## PAGE EXTRACT
* * * * * * *

Women's College World Series Champions

Big Ten Regular Season Champions Big Ten Tournament Champions
- Conference: Big Ten Conference
- Record: 65–7 (15–2 B1G)
- Head coach: Carol Hutchins (21st season);
- Assistant coach: Bonnie Tholl
- Pitching coach: Jennifer Brundage (8th season)
- Home stadium: Alumni Field

= 2005 Michigan Wolverines softball team =

Sports team

The 2005 Michigan Wolverines softball team was an American college softball team that represented the University of Michigan during the 2005 NCAA softball season. The Wolverines, led by head coach Carol Hutchins in her twenty-first season, played their home games at Alumni Field in Ann Arbor, Michigan. The Wolverines finished the season with a 65–7 record, setting a program record for wins. They competed in the Big Ten Conference, where the team finished first with a 15–2 conference record.

* * * * * * *

## WHAT YOU HAVE TO DO
Write out the 2005 Michigan softball passage in full, reproducing it word for word. The material that comes next has no connection to the 2005 Michigan softball passage.

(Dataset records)

* * * * * * *

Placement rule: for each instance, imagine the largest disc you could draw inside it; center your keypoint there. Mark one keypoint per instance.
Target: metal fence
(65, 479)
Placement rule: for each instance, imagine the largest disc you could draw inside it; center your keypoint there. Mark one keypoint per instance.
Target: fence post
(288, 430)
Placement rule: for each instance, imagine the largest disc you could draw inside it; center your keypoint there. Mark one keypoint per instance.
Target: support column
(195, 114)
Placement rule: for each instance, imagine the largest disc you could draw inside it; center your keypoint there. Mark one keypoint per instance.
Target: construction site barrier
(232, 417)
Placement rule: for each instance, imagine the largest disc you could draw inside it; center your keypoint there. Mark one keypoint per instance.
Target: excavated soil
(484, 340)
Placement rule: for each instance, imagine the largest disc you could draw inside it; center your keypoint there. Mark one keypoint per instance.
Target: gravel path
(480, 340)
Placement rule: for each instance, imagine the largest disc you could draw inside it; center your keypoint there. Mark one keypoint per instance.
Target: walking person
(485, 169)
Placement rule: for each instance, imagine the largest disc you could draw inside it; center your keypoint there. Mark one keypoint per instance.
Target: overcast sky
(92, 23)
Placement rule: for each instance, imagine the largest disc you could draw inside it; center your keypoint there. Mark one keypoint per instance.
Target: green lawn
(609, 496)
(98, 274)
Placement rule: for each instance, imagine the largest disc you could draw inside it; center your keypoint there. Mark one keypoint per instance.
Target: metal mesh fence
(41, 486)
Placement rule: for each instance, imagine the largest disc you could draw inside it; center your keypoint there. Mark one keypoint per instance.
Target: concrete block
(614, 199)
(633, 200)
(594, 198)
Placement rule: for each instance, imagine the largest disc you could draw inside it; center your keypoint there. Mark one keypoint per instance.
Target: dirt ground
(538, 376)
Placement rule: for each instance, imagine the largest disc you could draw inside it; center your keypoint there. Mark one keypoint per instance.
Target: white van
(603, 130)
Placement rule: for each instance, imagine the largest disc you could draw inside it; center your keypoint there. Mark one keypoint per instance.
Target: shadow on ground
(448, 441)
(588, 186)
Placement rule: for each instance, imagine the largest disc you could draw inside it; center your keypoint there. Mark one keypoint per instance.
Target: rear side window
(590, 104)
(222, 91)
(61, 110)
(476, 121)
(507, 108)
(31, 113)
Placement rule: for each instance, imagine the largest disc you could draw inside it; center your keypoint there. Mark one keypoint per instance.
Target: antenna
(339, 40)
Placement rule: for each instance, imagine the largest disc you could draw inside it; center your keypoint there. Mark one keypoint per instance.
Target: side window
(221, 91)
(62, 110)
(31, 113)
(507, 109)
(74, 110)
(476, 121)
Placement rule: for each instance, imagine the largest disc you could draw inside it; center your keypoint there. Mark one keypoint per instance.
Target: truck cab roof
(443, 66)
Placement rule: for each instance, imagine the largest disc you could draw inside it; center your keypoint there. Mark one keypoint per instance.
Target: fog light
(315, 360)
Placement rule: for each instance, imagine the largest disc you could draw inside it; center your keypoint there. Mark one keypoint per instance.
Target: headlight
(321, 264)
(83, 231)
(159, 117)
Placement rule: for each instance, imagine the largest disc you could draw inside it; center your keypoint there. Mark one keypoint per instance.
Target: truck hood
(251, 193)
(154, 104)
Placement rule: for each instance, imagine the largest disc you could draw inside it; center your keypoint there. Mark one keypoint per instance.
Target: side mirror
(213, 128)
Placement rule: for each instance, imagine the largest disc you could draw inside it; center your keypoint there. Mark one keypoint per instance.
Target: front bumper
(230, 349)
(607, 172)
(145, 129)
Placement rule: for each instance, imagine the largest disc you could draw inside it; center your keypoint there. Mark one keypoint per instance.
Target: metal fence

* * * * * * *

## EXERCISE SOLUTION
Women's College World Series Champions

Big Ten Regular Season Champions Big Ten Tournament Champions
- Conference: Big Ten Conference
- Record: 65–7 (15–2 B1G)
- Head coach: Carol Hutchins (21st season);
- Assistant coach: Bonnie Tholl
- Pitching coach: Jennifer Brundage (8th season)
- Home stadium: Alumni Field

= 2005 Michigan Wolverines softball team =

Sports team

The 2005 Michigan Wolverines softball team was an American college softball team that represented the University of Michigan during the 2005 NCAA softball season. The Wolverines, led by head coach Carol Hutchins in her twenty-first season, played their home games at Alumni Field in Ann Arbor, Michigan. The Wolverines finished the season with a 65–7 record, setting a program record for wins. They competed in the Big Ten Conference, where the team finished first with a 15–2 conference record.